- Exercise task
Reproduce every one of the records below word for word, changing nothing.

- Object location annotation data
========

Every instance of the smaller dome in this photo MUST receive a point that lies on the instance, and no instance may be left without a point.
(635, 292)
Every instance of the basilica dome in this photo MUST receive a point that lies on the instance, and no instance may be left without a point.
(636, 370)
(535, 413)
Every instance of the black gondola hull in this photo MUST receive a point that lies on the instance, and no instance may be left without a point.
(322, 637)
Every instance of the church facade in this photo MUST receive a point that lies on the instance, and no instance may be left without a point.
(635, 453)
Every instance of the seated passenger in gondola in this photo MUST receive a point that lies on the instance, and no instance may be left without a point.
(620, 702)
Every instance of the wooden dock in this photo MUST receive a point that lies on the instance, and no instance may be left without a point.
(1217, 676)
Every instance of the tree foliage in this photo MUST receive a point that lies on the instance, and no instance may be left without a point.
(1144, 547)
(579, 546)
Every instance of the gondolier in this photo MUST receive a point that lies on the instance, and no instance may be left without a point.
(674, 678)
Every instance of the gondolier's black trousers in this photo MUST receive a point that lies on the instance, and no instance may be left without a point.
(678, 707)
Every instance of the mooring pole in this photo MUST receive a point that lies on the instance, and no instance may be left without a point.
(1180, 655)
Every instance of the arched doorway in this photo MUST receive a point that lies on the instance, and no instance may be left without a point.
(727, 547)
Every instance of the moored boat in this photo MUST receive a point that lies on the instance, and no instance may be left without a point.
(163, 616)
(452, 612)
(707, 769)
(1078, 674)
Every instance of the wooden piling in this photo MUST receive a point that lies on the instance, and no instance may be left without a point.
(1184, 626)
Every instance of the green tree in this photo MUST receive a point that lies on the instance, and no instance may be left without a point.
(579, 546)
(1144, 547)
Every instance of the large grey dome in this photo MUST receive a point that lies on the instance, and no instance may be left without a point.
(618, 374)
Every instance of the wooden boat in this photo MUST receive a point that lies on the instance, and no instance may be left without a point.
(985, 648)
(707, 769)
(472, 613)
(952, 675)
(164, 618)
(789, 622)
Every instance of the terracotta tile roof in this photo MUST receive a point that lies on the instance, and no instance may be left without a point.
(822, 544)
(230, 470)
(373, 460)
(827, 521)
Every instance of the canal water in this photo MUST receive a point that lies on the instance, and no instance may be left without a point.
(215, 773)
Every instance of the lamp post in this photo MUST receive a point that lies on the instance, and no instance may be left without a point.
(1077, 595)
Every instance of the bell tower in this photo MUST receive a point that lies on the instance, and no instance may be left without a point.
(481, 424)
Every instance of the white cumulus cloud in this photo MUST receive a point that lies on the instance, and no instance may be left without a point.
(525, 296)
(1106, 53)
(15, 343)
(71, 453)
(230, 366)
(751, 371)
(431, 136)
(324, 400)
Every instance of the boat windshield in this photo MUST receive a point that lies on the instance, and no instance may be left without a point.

========

- Final answer
Every instance of the smaller dome in this photo MUST receive a point that lies on the instance, and no instance may be left without a point.
(635, 292)
Every instance of the basilica dome in this photo MUST receive a point that lies on the instance, and no instance may be left without a point.
(636, 370)
(535, 413)
Every instance of the black gondola hull in this photo MUST receive a point that lies on the instance, and no instance may be left without a point.
(322, 637)
Every instance of the church facade in this photo MUST receive a point that lies on the instance, and no instance may be left without a point.
(635, 453)
Every instance of the seated passenger in gondola in this photo MUST receive a point that lies on the instance, and no instance may be left without a point.
(620, 702)
Every instance of the wooden dock in this photo MUST receive a point that lies on the instance, and no instance may be left without a point.
(1217, 676)
Every instance of the tree foliage in this photo MUST receive a point that lies on the instance, and no instance may be left without a point.
(1144, 547)
(579, 546)
Every instance of the gondolier in this photo MUST receive a point that lies on the instance, and no instance may be left without a point.
(674, 678)
Every instance of the gondolier's black trousers in this photo MUST receive a point that lies on the instance, and no instance may be left without a point.
(678, 707)
Every instance of the mooring pole in this photo MUST receive a point that lies on the instance, and no instance may be left without a point.
(1180, 655)
Every instance of the arched doorway in this photo MUST receive a point that lies on the instance, and no instance may be left without a point.
(727, 547)
Every instance of the moored boat in this photo MUST receive a point that lies on the instance, and no instance may be left without a point.
(163, 616)
(452, 612)
(707, 769)
(1078, 674)
Every instance of the wooden piling in this photo MUST receive a point that lies on the instance, and no instance may be left without a point.
(1184, 626)
Every instance of the green tree in this photo MUST receive a point that lies on the instance, and no instance may be left without a point.
(579, 546)
(1144, 547)
Every instance of the large grey dome in this photo MUST receive a point that lies on the instance, and no instance may be left without a point.
(618, 374)
Every instance of the wooden boat in this photo MUST receive a point that lies on the instance, and no instance may be left without a point.
(985, 648)
(707, 769)
(472, 613)
(952, 675)
(164, 618)
(789, 622)
Every instance of the terracotta tile roof in this photo MUST receive a point that lies on the instance, and no instance may be left without a point.
(822, 544)
(230, 470)
(373, 460)
(827, 521)
Every instance of the canal water in this photo MUST receive a point that lies on the instance, and no instance may be left without a point.
(215, 773)
Every instance of the lamp post in this photo MUST receive a point that lies on the instance, and no instance may be left without a point.
(1077, 595)
Every instance of the bell tower in this photo MUST receive a point that lies on the instance, and no instance may be left without a point.
(481, 424)
Every instance of the white cumulus cloud in this photo MUST receive a point that lies on the instance, and no instance may be left without a point.
(525, 296)
(1106, 53)
(15, 343)
(71, 453)
(230, 366)
(751, 371)
(431, 136)
(324, 400)
Every instance of the boat windshield in this photo MUST receive a point that lies on the instance, and no instance may be left without a point.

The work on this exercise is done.